# 13. ALL MOUNTAINS Rheingau MTB-Marathon



## DirkR68 (11. August 2011)

Am 14.08.2011 in Rüdesheim am Rhein Stadtteil Aulhausen findet bereits zum 13.mal der MTB-Marathon von RED PULSE statt,es gibt drei Strecken zur Auswahl: 31 km(750 hm), 52 km(1400 hm), 76 km(1900 hm)
Die Wetteraussichten sehen gut aus für das Wochenende,die Strecken sind also in optimalem Zustand.Es gibt ein Rahmenprogramm für die ganze Familie.Weitere Infos:   http://www.redpulse.de/marathon11/index.html


----------



## dib (13. August 2011)

Das mit dem Wetter würde ich so nicht unterschreiben ..... wird wohl *WIEDER MAL* ne epische Schlammschlacht aber wer braucht schon Sonne und trockene griffige Böden mitten im Sommer?.

​


----------



## MTB-News.de




----------



## dib (14. August 2011)

Oh mann, ich hab´s gewusst, so schlimm war´s noch nie!


----------



## Deleted 77527 (14. August 2011)

dib schrieb:


> Oh mann, ich hab´s gewusst, so schlimm war´s noch nie!


Bist Du vor 3 Jahren nicht mitgefahren?? DA war es heftig.
Mir hat es gefallen. Nicht nur die Streckenführung, auch das Drumherum.
Und die Ergebnisse gibt es auch schon --> da


----------



## dib (14. August 2011)

adus schrieb:


> Bist Du vor 3 Jahren nicht mitgefahren?? DA war es heftig.
> Mir hat es gefallen. Nicht nur die Streckenführung, auch das Drumherum.
> Und die Ergebnisse gibt es auch schon --> da


Nein, da bin ich nicht mitgefahren, das war der einzige den ich seit dem 8.Rheingau Marathon verpasst habe.
Ich habe ja auch keine Probleme mit der Orga oder der Streckenführung (wobei man sich schon fragen sollte ob es Sinn mach den Klostertrail bei dem Wetter so derart zu vernichten!)
das drumherum war auch wie immer einwandfrei und ich werde natürlich auch nächstes Jahr wieder dabei sein!
Und wenn ich mich nicht über den Matsch aufregen würde hätte ich ja gar nix zu meckern!


----------



## psx (15. August 2011)

Großes Lob und Dank an alle vor und hinter den Kulissen! Tolle Strecke, tolle Organisation, nächstes Jahr auf alle Fälle wieder!


----------



## Cube-Tom (16. August 2011)

Ich war dieses Jahr auch wieder dabei - wenn ich richtig rechne sogar schon zum 10. Mal!
Schlamm gehört spätestens zum Programm seit dem der Marathon in Aulhausen gefahren wird - leider! Trotzdem eine super Veranstaltung die von Jahr zu Jahr besser wird und wo die Orga versucht jeden vorgebrachten Kritikpunkt abzustellen.. dafür ein ganz dickes Lob!

- GESPEICHERTE DATENSÄTZE
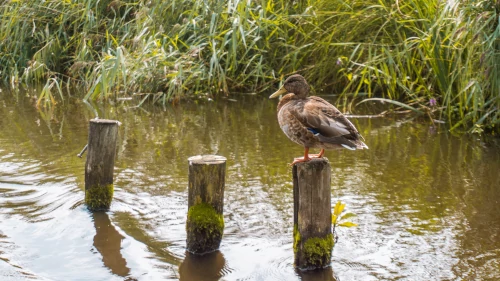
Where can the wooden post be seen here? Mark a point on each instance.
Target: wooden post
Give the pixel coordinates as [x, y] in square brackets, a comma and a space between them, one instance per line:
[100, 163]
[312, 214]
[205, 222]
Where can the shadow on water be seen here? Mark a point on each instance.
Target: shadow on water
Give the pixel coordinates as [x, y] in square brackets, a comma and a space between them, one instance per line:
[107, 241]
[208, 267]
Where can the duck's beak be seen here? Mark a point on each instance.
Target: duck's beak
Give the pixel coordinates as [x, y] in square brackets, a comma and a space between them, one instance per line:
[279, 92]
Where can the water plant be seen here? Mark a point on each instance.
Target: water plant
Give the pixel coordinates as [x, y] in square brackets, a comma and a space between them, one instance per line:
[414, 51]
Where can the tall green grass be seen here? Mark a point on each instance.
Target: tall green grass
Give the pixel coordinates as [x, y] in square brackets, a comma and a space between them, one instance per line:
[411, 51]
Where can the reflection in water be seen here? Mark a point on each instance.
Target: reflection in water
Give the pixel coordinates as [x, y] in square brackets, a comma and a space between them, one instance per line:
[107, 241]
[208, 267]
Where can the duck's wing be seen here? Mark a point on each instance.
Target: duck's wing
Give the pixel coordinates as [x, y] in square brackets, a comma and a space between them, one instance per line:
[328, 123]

...

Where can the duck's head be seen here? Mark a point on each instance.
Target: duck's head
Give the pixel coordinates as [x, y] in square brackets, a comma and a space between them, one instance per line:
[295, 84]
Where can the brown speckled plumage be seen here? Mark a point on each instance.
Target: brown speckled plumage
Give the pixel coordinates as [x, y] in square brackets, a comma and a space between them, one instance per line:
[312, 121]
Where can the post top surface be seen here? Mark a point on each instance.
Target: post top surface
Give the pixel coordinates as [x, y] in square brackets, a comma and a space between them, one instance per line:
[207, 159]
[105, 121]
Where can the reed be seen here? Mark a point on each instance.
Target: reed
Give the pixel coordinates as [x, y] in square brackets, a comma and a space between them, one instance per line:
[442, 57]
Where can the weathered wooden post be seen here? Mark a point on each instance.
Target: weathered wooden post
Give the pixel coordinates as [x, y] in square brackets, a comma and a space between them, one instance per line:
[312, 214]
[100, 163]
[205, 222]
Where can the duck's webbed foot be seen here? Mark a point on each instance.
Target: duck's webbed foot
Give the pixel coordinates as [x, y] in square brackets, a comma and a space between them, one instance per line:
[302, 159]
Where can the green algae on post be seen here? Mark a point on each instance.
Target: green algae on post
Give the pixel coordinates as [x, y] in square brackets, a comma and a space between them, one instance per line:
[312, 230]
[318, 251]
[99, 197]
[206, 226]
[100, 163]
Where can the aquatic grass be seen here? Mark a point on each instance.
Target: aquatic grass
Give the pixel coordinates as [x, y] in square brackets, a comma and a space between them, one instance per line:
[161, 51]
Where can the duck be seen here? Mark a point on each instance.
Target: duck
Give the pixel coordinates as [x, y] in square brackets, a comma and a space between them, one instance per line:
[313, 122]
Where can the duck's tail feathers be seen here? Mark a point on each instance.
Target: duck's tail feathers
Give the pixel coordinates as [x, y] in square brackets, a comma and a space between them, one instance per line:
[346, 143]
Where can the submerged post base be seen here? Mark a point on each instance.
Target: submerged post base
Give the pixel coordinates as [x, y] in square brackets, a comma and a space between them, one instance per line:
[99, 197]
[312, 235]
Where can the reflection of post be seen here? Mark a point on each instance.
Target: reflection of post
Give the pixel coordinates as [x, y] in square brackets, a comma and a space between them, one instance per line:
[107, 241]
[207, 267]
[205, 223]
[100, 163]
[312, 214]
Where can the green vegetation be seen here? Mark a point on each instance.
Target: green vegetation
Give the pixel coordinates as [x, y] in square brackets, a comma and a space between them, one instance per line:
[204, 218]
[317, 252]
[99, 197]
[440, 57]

- AUFGABENSTELLUNG
Gib an, welche drei Strecken laut dem Forenthread zum Rheingau MTB-Marathon zur Auswahl stehen.

- ANTWORT
31 km (750 hm), 52 km (1400 hm) und 76 km (1900 hm).